For additional details see vowel_mappings.

Post-consonant vowels

The Sindhi abjad indicates the location of 7 vowel sounds using 4 letters. Three more sounds are not normally written. When needed, all vowels can be unambiguously represented using the letters and 3 combining marks. Post-consonant vowel sounds are written using the same code points, regardless of the position within a word.

Vowel letters

Normally speaking, after a consonant, Sindhi represents certain vowel sounds using the following consonant letters, and other vowel sounds are not written at all.

ي␣و␣ع␣ا

See examples of these letters below. The words include an unwritten vowel sound (one of ɪ ʊ ə) and a vowel sound indicated by one of the above letters (i u æ o ɑ).

سنڌي

لوڻ

قلعو

برابر

Text without vowel diacritics can sometimes have ambiguous readings. For example, take the following word:

شڪر

When vowel diacritics are applied, the following 3 different pronunciations and meanings are possible for this sequence of letters.

شَڪَرِ

شُڪْرُ

شُڪُرُ

Combining marks used for vowels

Where needed, vowel sounds can be clarified using diacritics, as shown in basicV.

As just mentioned, some vowels in post-consonant position (ɪ, ʊ, and ə) are normally not written (or distinguished, one from another) at all, because the diacritics are not used in normal text.

Segmentation mask data:

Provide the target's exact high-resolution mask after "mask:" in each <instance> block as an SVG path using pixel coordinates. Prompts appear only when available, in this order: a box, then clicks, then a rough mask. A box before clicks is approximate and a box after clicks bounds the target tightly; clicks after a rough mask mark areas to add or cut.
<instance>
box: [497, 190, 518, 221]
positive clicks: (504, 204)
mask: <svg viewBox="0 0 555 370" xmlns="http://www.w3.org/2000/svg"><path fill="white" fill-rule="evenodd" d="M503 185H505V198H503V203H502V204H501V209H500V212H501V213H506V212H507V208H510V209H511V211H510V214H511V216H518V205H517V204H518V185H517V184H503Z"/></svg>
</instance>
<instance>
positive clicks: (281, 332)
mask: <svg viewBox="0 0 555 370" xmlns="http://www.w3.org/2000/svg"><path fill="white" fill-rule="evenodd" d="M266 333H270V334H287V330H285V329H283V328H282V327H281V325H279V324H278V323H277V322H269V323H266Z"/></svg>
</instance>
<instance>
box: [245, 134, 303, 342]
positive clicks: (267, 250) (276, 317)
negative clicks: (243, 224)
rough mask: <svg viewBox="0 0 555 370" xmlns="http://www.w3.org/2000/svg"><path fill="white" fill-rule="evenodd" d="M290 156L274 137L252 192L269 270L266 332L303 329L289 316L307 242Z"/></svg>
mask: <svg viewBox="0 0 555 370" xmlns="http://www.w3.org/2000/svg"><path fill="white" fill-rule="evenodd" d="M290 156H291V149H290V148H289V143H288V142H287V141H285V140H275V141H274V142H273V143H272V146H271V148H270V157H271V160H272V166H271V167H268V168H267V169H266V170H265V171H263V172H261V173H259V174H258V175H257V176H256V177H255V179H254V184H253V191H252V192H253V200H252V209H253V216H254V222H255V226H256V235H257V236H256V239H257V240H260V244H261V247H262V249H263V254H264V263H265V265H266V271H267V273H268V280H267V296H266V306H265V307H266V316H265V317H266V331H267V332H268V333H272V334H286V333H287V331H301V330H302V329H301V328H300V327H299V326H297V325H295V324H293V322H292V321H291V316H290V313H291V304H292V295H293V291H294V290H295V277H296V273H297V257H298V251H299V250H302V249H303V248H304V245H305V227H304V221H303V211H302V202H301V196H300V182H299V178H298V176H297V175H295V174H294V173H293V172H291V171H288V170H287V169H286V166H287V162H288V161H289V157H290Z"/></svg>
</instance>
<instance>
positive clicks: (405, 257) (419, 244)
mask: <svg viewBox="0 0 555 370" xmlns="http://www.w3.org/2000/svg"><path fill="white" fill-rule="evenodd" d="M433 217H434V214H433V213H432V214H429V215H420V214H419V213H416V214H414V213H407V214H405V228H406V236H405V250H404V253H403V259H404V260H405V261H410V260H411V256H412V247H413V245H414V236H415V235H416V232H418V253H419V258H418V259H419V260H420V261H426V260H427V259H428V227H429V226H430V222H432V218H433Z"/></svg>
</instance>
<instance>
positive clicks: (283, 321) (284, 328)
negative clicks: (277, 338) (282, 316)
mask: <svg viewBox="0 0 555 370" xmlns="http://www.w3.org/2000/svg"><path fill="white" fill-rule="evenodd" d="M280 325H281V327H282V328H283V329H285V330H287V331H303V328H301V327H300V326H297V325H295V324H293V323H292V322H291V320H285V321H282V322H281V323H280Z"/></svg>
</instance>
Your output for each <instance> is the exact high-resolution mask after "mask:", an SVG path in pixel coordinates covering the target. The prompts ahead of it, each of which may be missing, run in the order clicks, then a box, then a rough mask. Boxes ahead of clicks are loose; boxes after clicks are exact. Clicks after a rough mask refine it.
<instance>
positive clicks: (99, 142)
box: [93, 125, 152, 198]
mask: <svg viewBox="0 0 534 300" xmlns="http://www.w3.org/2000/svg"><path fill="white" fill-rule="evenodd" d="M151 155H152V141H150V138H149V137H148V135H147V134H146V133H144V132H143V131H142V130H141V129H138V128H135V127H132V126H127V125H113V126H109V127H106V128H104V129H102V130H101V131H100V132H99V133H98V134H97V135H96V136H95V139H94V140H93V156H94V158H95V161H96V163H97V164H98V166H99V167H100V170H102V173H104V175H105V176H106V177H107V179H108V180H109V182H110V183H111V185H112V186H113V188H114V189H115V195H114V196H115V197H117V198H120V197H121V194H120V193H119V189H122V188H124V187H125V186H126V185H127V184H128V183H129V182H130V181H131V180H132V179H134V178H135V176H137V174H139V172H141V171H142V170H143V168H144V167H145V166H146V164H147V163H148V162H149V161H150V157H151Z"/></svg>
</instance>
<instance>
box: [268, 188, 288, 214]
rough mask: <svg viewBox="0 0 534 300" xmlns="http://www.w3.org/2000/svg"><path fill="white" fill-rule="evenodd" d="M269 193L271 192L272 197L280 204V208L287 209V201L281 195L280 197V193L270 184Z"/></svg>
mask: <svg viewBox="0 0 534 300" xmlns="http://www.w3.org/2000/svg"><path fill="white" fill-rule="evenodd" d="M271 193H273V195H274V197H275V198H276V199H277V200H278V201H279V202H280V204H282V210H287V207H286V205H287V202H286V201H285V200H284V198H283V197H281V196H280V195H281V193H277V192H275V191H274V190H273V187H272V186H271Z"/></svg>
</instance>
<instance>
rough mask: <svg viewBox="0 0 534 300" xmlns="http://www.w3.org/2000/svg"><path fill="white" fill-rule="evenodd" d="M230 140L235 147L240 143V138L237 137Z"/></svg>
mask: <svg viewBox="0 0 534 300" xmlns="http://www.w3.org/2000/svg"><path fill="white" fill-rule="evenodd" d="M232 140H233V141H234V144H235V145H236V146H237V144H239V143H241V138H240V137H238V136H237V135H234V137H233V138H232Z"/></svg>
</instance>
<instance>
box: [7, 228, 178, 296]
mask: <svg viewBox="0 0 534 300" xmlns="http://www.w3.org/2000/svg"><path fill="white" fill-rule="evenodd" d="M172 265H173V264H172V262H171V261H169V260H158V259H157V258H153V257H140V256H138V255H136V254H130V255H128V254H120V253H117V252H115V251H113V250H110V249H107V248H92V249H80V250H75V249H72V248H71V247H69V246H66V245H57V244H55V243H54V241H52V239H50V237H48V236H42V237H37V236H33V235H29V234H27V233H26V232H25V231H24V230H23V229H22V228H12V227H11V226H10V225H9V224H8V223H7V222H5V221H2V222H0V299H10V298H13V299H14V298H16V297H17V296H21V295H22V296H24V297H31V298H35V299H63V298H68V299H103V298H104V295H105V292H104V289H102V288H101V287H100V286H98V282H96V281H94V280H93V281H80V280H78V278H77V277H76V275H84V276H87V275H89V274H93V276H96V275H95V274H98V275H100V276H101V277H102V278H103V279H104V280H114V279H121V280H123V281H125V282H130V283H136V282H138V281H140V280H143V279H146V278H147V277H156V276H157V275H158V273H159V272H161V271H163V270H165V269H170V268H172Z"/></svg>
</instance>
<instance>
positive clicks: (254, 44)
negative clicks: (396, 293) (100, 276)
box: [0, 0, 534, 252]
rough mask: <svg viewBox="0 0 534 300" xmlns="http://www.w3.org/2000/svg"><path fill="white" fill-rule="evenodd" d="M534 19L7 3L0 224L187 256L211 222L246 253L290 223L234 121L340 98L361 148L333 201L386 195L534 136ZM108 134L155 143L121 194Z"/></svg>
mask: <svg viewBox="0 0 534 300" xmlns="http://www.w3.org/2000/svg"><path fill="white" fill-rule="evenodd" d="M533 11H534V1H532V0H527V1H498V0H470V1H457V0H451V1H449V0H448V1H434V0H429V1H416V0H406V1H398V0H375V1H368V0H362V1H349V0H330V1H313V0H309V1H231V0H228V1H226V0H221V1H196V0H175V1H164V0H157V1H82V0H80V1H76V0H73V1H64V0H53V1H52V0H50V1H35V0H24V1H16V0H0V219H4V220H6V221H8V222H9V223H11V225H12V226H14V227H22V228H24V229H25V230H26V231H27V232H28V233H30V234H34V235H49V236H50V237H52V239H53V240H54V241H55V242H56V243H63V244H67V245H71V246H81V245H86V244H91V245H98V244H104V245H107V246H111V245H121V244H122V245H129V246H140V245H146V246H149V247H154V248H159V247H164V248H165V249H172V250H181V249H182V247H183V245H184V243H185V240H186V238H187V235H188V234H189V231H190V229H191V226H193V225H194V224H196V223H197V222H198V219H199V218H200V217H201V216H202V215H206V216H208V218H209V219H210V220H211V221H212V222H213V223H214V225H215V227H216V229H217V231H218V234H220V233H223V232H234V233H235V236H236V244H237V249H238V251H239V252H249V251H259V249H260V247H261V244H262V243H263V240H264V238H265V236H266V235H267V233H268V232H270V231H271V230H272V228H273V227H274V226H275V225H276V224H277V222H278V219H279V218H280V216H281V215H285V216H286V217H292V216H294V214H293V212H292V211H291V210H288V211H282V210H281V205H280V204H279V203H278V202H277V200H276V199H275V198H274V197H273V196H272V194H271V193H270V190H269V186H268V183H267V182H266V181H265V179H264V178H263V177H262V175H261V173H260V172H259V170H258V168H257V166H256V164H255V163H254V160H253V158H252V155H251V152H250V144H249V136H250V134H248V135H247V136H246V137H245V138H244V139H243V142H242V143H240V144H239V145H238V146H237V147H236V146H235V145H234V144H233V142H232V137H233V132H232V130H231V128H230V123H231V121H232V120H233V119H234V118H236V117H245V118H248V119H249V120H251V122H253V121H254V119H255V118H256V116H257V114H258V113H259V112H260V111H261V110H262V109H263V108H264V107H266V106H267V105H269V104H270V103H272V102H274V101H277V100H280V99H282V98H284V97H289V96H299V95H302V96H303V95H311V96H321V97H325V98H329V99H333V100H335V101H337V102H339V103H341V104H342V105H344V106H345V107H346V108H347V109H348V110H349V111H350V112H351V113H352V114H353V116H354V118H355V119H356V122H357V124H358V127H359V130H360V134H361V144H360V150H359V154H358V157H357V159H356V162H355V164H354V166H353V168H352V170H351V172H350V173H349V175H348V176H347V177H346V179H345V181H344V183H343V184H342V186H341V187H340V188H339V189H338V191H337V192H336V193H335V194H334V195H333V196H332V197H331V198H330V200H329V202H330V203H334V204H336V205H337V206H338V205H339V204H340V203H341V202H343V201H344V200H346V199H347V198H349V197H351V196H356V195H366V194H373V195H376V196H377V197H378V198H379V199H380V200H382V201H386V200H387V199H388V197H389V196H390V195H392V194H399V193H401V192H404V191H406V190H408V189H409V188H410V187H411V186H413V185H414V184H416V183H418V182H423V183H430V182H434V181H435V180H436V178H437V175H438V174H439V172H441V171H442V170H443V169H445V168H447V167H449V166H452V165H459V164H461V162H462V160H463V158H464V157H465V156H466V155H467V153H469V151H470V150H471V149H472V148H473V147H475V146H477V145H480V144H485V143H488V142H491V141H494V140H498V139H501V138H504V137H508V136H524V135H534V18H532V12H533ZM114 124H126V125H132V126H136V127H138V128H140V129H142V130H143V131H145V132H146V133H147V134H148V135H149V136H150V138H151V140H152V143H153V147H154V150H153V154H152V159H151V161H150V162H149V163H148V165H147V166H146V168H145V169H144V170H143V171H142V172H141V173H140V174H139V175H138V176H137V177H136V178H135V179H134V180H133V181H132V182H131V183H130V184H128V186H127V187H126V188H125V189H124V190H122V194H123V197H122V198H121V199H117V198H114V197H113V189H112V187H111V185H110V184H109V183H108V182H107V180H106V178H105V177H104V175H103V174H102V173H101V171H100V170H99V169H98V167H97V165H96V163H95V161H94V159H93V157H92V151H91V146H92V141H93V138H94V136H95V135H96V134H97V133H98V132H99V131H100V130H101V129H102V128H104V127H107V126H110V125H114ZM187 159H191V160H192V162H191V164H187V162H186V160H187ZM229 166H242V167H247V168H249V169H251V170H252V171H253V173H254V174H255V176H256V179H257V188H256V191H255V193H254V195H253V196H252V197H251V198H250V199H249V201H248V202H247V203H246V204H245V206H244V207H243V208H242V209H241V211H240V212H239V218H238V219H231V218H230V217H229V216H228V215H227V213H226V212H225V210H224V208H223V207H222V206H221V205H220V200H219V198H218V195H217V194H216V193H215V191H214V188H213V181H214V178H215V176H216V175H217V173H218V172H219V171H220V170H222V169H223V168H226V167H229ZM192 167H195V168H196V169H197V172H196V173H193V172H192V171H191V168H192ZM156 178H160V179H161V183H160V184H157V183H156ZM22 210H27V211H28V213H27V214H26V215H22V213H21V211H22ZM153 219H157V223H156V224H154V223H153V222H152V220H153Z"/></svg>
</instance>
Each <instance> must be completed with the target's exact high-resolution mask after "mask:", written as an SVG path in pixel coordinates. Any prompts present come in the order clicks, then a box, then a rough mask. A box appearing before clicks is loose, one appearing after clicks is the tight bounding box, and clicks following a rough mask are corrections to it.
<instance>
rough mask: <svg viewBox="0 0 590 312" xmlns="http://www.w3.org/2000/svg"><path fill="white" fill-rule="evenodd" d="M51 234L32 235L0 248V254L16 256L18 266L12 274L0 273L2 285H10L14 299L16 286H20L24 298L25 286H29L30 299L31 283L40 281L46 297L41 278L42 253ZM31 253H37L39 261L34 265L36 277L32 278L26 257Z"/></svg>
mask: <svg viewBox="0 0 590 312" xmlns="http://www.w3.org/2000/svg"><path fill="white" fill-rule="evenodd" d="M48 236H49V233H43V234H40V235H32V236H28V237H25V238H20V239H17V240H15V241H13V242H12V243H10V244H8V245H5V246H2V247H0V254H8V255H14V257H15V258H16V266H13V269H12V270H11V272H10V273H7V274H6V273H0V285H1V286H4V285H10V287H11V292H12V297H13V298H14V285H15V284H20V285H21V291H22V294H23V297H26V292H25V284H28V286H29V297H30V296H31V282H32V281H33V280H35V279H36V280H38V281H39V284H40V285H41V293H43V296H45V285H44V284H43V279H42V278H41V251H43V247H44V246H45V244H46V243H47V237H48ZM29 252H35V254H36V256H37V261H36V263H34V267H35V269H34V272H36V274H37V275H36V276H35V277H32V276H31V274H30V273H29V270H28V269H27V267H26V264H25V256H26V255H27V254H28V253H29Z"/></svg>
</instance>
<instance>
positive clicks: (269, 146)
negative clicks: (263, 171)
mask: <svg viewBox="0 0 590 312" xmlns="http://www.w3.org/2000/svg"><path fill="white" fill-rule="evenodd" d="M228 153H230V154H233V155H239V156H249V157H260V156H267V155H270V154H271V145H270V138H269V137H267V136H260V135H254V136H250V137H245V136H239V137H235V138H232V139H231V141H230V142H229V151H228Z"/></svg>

What needs to be done> Rewrite the part of the Sindhi vowels passage that opens with the words "When vowel diacritics" and closes with "shown in basicV.", switching "pronunciations" to "readings".

Answer>
When vowel diacritics are applied, the following 3 different readings and meanings are possible for this sequence of letters.

شَڪَرِ

شُڪْرُ

شُڪُرُ

Combining marks used for vowels

Where needed, vowel sounds can be clarified using diacritics, as shown in basicV.